▸ **Textauszug**:
Allgemein bekannt und als grosse Tat gefeiert wird der Zug von Mormonen-Kolonialisten aus Utah ins südöstliche Grenzgebiet nahe der Four Corners. Die Gegend um den Montezuma Creek sollte besiedelt werden. Besondere Berühmtheit erlagte der Treck durch seinen abenteuerlichen Abstieg vom Plateau südlich von Escalante hinunter ans Ufer des Colorado Rivers. "Hole in the Rock" selbst gehört heute zu den "Historic Places" der Vereinigten Staaten.

Es wird immer wieder behauptet, dies sei die einzige Stelle gewesen, welche einen Abstieg in den Colorado River Canyon zugelassen hätte. Das ist sicher nicht richtig, nur waren andere Orte möglicherweise noch zu unerforscht. Wichtig für die Siedler war, was sie auf der anderen Seite des Rivers sahen: Cottonwood Canyon. Dieser relativ flache Einschnitt sicherte eine Möglichkeit, den Colorado River Canyon wieder verlassen zu können - in ungefähr der Richtung in die sie ziehen wollten.


Der Einschnitt von Hole in the Rock - gegenüber der relativ flache Cottonwood Canyon.

Mit der Überquerung des Colorado Rivers war ihr Abenteuer noch lange nicht beendet. Es sollte statt der geplanten 6 Wochen rund 6 Monate in Anspruch nehmen. Und Hole in the Rock war bei weitem nicht das letzte Hindernis, das sie vor gewaltige Aufgaben stellte.

Mehrfach noch mussten sie sich über Cliffs sprengen, schwierige Wege bauen. Ihre Leistungen am Lake Canyon, den Clay Hills und an The Twist hatten wir in den vergangenen Jahren schon gesehen. Noch offen sind bei uns San Juan Hill viel weiter östlich und der Weg über The Chute (Photo) aus dem Cottonwood Canyon hinaus auf die Hochfläche der Wilson Mesa.

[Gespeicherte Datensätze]

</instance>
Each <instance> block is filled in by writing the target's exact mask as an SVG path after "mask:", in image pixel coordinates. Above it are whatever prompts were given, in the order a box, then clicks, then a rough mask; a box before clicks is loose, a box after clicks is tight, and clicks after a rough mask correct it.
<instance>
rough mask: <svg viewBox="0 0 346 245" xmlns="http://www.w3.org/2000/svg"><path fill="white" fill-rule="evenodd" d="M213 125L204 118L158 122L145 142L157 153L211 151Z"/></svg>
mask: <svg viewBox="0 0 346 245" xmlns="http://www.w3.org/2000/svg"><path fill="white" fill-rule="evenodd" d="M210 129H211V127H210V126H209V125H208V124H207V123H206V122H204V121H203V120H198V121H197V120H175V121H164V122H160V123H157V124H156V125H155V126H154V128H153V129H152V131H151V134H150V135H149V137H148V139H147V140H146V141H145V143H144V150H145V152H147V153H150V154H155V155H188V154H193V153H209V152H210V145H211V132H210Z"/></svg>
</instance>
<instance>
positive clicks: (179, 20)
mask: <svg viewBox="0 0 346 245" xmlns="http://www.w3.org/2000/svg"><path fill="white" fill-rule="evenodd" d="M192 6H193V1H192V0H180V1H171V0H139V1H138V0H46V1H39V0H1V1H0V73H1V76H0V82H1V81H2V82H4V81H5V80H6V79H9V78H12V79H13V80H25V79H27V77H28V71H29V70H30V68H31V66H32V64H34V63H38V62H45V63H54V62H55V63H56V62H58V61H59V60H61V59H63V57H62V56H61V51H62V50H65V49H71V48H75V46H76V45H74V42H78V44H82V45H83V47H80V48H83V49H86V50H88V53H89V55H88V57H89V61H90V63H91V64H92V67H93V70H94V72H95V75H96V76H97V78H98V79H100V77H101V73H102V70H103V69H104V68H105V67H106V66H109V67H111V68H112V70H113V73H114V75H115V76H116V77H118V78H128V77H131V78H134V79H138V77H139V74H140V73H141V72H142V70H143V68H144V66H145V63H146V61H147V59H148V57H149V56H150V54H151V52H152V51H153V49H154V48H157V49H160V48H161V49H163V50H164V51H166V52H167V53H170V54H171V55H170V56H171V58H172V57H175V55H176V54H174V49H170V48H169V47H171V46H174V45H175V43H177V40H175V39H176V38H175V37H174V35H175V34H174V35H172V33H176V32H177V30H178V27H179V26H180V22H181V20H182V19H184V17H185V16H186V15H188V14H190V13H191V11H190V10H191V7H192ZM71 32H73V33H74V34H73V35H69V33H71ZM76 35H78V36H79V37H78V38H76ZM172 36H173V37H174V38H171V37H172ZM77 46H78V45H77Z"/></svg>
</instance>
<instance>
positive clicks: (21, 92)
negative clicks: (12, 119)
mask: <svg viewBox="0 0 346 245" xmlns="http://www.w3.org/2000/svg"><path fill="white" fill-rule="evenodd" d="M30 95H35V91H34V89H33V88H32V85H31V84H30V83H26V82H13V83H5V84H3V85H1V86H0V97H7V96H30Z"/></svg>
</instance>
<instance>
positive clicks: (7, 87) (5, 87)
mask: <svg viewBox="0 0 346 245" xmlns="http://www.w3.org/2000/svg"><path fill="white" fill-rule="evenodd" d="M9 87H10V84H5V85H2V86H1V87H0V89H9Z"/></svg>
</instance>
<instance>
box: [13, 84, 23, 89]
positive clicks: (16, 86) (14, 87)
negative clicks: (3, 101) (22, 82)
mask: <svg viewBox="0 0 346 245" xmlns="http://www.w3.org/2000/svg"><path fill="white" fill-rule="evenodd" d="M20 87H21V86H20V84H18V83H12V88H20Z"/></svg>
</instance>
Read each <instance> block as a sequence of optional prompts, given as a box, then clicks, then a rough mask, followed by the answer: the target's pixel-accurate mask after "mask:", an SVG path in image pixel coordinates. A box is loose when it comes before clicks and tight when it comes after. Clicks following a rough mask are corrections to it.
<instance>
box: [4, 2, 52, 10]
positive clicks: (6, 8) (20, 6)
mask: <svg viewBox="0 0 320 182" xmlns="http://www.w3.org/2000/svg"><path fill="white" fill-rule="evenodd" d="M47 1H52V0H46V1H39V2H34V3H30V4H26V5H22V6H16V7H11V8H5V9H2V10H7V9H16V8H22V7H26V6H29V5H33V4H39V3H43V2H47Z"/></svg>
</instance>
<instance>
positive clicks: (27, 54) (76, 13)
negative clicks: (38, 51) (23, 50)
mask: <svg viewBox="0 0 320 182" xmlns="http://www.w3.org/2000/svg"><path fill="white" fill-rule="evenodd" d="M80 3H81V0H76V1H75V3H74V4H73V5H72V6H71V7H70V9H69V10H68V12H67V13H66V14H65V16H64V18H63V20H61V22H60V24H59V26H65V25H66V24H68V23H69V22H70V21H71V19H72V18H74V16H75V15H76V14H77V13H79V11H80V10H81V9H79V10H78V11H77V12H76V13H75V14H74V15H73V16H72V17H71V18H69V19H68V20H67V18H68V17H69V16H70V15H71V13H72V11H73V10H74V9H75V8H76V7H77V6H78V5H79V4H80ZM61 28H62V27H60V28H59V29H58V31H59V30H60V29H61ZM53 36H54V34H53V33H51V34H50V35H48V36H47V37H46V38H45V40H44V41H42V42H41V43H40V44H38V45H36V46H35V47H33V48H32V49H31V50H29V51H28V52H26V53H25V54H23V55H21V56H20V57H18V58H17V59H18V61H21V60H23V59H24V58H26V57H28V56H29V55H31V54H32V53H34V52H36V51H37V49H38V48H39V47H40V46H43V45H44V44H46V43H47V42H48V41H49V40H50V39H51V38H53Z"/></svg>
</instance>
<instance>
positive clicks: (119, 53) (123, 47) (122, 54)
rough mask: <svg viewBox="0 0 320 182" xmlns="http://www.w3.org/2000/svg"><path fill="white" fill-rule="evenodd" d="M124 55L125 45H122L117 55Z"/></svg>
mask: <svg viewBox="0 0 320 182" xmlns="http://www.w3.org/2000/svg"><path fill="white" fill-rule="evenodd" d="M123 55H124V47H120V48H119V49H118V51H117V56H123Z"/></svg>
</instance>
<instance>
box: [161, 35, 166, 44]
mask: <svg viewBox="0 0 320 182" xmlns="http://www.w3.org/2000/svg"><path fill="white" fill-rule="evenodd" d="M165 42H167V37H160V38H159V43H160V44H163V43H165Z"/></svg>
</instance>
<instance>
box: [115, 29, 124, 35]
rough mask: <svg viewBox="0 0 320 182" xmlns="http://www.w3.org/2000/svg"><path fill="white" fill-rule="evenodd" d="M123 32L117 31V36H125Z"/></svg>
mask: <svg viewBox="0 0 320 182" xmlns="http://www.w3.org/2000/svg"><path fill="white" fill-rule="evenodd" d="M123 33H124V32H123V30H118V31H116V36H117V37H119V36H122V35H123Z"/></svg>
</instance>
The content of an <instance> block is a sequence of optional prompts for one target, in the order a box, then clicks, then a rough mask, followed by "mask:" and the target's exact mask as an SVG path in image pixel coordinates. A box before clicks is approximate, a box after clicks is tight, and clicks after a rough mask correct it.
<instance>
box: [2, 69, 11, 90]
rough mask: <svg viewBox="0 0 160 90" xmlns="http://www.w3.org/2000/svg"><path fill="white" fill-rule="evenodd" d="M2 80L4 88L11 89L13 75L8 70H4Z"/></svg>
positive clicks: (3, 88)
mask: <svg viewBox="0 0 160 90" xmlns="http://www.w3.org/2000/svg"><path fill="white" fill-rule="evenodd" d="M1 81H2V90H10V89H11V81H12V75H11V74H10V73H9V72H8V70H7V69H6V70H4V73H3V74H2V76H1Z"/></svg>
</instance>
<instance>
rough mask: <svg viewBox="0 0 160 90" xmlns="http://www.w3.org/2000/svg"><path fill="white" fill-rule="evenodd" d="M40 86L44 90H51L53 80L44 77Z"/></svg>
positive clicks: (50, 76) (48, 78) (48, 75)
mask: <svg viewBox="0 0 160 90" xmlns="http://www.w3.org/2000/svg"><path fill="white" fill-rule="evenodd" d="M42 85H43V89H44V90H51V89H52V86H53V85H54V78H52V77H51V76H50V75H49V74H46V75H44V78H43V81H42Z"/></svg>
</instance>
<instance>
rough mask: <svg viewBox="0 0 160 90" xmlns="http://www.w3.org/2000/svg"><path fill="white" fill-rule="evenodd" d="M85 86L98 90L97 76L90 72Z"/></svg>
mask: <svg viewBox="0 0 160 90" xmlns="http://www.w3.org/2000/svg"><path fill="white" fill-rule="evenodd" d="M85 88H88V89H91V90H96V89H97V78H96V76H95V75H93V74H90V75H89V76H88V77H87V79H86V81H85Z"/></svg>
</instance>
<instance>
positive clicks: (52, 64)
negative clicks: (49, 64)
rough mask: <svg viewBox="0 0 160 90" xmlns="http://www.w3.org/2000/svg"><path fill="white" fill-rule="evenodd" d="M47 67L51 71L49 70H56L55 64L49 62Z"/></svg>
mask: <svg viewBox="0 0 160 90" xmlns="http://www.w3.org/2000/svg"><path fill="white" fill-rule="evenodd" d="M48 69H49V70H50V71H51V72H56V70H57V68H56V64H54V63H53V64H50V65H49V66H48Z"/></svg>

▸ **Deine Aufgaben**:
a: Stimmen die folgenden Aussagen mit dem Text über Hole in the Rock überein? Beantworte jede mit Ja oder Nein und zitiere die entscheidenden Worte des Textes wörtlich.
(i) Der Zug dauerte statt der geplanten sechs Wochen etwa sechs Monate.
(ii) Dem Text zufolge war Hole in the Rock tatsächlich die einzige Stelle, an der ein Abstieg in den Colorado River Canyon möglich war.
(iii) Hole in the Rock war das letzte Hindernis, das die Siedler überwinden mussten.
b: Gib die Zeilen der Datensätze vom Anfang bis einschließlich der Zeile mit „125L204 118L158 122L145“ unverändert wieder.
Die Datensätze haben mit dem Text nichts zu tun.

▸ **Lösungen**:
a:
(i) Ja: „Es sollte statt der geplanten 6 Wochen rund 6 Monate in Anspruch nehmen.“
(ii) Nein: „Das ist sicher nicht richtig, nur waren andere Orte möglicherweise noch zu unerforscht.“
(iii) Nein: „Und Hole in the Rock war bei weitem nicht das letzte Hindernis, das sie vor gewaltige Aufgaben stellte.“

b:
</instance>
Each <instance> block is filled in by writing the target's exact mask as an SVG path after "mask:", in image pixel coordinates. Above it are whatever prompts were given, in the order a box, then clicks, then a rough mask; a box before clicks is loose, a box after clicks is tight, and clicks after a rough mask correct it.
<instance>
rough mask: <svg viewBox="0 0 346 245" xmlns="http://www.w3.org/2000/svg"><path fill="white" fill-rule="evenodd" d="M213 125L204 118L158 122L145 142L157 153L211 151Z"/></svg>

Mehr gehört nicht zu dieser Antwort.